EXTRACTED DATA:
[start]
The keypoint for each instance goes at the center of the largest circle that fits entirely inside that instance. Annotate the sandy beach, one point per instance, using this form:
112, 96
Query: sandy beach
[end]
[start]
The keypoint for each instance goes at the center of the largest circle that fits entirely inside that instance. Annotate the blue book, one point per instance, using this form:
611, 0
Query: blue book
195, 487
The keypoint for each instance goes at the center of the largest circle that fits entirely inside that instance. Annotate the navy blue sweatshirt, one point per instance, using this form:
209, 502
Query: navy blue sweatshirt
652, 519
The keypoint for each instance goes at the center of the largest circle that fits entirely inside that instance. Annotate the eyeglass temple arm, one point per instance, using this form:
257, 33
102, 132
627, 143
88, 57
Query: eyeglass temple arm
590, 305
[end]
TASK PROMPT: Please reproduce word for word the lines above, from the one containing "Annotate the sandy" through the one containing "Query: sandy beach", both ends included.

ANSWER FOR THE TASK:
The keypoint for each instance goes at the center of the largest circle that fits entirely inside that instance. Annotate the sandy beach, one point per instance, using this form:
112, 96
Query: sandy beach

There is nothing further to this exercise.